Exactly those lines from the one with "Signal-phase audit: put a marker on every instance of the parked" through the end of the listing below must be returned, and nothing else.

·····

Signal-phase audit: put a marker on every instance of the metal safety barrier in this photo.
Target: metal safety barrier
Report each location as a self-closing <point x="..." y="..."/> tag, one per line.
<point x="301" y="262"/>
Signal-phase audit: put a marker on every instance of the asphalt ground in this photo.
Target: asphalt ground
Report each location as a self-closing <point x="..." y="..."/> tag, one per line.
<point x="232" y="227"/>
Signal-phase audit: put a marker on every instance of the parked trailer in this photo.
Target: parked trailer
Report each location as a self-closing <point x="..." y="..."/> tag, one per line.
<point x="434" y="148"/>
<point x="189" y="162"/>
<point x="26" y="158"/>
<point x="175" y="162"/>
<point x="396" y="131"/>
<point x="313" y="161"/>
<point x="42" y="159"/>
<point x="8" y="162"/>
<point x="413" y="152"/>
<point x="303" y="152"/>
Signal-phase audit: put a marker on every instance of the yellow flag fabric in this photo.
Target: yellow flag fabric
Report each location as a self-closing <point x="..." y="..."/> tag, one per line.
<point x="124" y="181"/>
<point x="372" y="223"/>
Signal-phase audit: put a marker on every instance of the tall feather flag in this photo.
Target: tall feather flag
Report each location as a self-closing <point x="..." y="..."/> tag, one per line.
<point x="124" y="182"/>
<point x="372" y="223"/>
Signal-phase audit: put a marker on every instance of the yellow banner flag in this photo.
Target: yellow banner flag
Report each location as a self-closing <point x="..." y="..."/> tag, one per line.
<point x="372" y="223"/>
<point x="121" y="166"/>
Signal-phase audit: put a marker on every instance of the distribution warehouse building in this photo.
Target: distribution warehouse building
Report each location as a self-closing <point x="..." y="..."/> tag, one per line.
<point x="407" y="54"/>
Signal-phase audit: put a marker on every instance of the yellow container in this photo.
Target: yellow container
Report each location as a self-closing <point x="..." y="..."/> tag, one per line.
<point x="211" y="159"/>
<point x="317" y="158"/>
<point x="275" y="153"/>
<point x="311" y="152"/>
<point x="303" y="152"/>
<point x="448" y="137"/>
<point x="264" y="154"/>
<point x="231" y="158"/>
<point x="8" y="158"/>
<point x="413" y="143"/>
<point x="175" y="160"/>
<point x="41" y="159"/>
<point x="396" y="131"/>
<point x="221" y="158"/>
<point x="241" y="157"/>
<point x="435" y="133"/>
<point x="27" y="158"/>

·····

Your solution:
Signal-phase audit: put a marker on every instance of the parked trailer in this photo.
Target: parked trailer
Report each location as a self-closing <point x="..." y="..."/> tag, one per line.
<point x="434" y="148"/>
<point x="189" y="162"/>
<point x="26" y="158"/>
<point x="175" y="162"/>
<point x="396" y="131"/>
<point x="313" y="161"/>
<point x="42" y="159"/>
<point x="8" y="162"/>
<point x="413" y="152"/>
<point x="303" y="152"/>
Signal-phase audit: put a marker on every instance of the yellow flag fabric in this photo.
Target: yellow flag fabric
Report each location as a self-closing <point x="..." y="..."/> tag, one per line.
<point x="124" y="181"/>
<point x="372" y="223"/>
Signal-phase audit: put a marker on every instance of the tall feather flag in this photo.
Target: tall feather flag
Report each location as a self-closing <point x="..." y="..."/> tag, one per line.
<point x="124" y="182"/>
<point x="372" y="223"/>
Signal-phase audit: put a marker on every instance of the yellow banner flag in this photo.
Target: yellow banner flag
Report each location as a self-closing <point x="..." y="..."/> tag, one per line.
<point x="372" y="223"/>
<point x="121" y="166"/>
Signal-phase audit: put a marker on every instance of the distribution warehouse building in this photo.
Target: distribution warehouse building
Report each location as a self-closing <point x="..." y="..."/> tag, one per line.
<point x="407" y="54"/>
Signal-phase audit: put a marker on every instance of the yellow container in this photo.
Target: yellow container
Report each location as a self-closing <point x="..." y="..."/> tag, one per line.
<point x="211" y="159"/>
<point x="317" y="158"/>
<point x="275" y="153"/>
<point x="311" y="152"/>
<point x="303" y="152"/>
<point x="448" y="137"/>
<point x="264" y="154"/>
<point x="231" y="158"/>
<point x="8" y="158"/>
<point x="413" y="143"/>
<point x="175" y="160"/>
<point x="41" y="159"/>
<point x="396" y="131"/>
<point x="221" y="158"/>
<point x="241" y="157"/>
<point x="435" y="133"/>
<point x="27" y="158"/>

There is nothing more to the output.